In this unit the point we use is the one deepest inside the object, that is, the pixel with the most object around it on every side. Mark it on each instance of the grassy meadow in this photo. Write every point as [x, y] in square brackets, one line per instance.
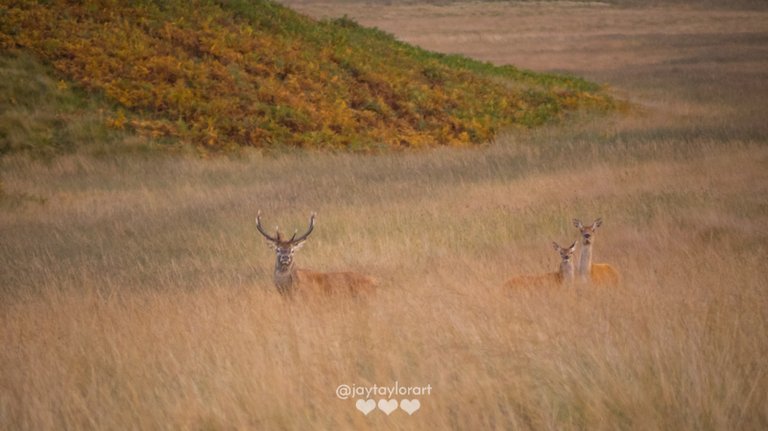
[135, 291]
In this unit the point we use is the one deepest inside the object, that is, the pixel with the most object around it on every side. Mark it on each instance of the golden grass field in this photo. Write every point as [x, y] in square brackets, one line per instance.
[136, 293]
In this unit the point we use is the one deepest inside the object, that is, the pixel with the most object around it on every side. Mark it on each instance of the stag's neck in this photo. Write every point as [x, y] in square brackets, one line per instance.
[567, 272]
[585, 260]
[285, 278]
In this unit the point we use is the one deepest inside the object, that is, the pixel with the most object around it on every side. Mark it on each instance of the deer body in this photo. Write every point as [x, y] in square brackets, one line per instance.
[289, 279]
[597, 273]
[564, 275]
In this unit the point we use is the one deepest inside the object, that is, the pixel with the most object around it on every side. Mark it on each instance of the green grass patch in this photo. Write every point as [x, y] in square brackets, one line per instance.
[223, 75]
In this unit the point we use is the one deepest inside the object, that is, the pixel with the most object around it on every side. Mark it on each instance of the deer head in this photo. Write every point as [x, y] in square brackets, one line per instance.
[587, 232]
[565, 252]
[284, 248]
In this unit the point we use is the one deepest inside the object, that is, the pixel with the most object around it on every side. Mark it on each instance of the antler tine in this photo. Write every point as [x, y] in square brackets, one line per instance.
[309, 231]
[263, 232]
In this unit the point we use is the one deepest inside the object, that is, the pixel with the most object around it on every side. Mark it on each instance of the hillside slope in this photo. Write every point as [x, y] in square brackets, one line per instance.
[230, 73]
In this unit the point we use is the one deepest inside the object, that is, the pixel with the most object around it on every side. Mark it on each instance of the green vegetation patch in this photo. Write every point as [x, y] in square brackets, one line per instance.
[232, 73]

* What you have to do:
Copy out the lines from the one holding "of the hillside" through the last line, both included, with the requests left as they are. Add 109 to every coordinate in the answer points, and give no other lines.

* Reply:
In this unit the point we use is the one deepest inside the object, that is, the pixel with the most object around it on every side. Mark it on each instance of the hillside slope in this photo. Write every point as [x, y] in square brackets, one line per instance.
[339, 182]
In this unit the point we use is the one deepest inside the object, that is, the pixel with the most object around it on every side. Mark it on each instance of the green vegetation patch in this photo. Write every point as [x, y] in square brackets, one line per instance.
[341, 182]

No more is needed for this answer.